### [Reading text]
Swathanthra Malayalam Computing
Prepared by: Anivar Aravind, Ashik S, Rajeesh Nambiar, Santhosh Thottingal and Suresh P
Date: 2013 - April 27

For ease, our response has been divided into 5 sections that provide a different perspective on the PRI 250 and why it solves a fictional, non existing problem and introduces real, unnecessary confusion into existing systems, ranging from encoding to input.

The Orthographical argument

Addressing the example in the background document for citing the need of new proposal "കാൎയ്യവും", the 'ransom-note' effect is fully prevalent in the current printing scenarios. Many newspapers and journals use a mix of traditional and reformed orthography since the language reformation in 1970's. So far, not a single party cited this as a blocking reason or inconvenience that jeopardize orthography system, though the language reformation (which many considers as a grave mistake) itself resulted in this cited issue. The cited issue is a hypothetical one at best, but the proposal to 'fix' it would introduce wide ranging undesirable effects.

The background document also says, this requirement is for displaying an old orthography ligature using a new orthography font. This will happen when proposal is accepted and fonts and rendering engines has to interpret the zw/zwnj semantics. In that case, to interpret the zwj usage to create old orthography ligature, that new orthography font must have the ligatures rules and glyphs required for old orthography. But then that font is no longer a new orthography font, invalidating the base argument.

In addition to this, the proposal actually provides more ways to create RaNsOMe EfFeCt i.e. within a word, it becomes possible to use multiple orthographies. This effect and the /kaaryavum/ example are very hypothetical ones and never demands a change in way of writing Malayalam, possibly affecting it in a large scale.

The Chillu argument

Case #3 in PRI 250 proposes usage of zwj in between chillu and consonant to create a stacked ligature.

ള്‍ + zwj + മ => ള്‍മ(stacked).  

The ള്‍മ(stacked ligature) is never formed from a chillu. Chillus will never form conjuncts. They are vowel less pure consonants. ള്‍മ(stacked) is rare in usage, but if at all it is appearing in text, it is formed by ള് + മ. ള is base of chillu ള്‍.

### [Instructions for the task]
Rewrite the Malayalam orthography response between "In addition to" and "a large scale.", inclusive, changing "orthographies" to "writing systems". Please work from the Malayalam orthography response alone.

### [Dataset excerpt]
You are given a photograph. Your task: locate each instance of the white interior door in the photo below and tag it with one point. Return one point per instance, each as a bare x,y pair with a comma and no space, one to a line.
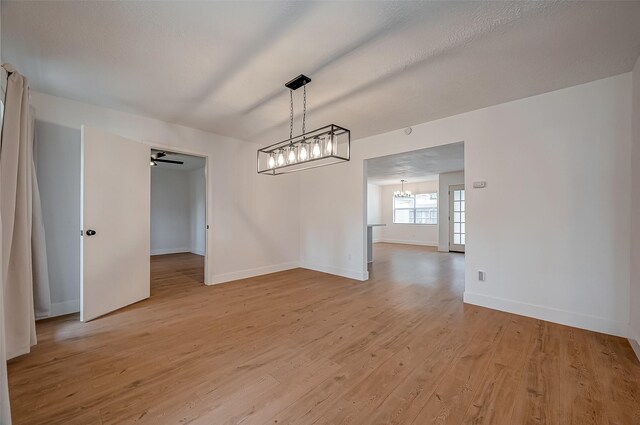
456,218
115,206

### [Answer to the exercise]
In addition to this, the proposal actually provides more ways to create RaNsOMe EfFeCt i.e. within a word, it becomes possible to use multiple writing systems. This effect and the /kaaryavum/ example are very hypothetical ones and never demands a change in way of writing Malayalam, possibly affecting it in a large scale.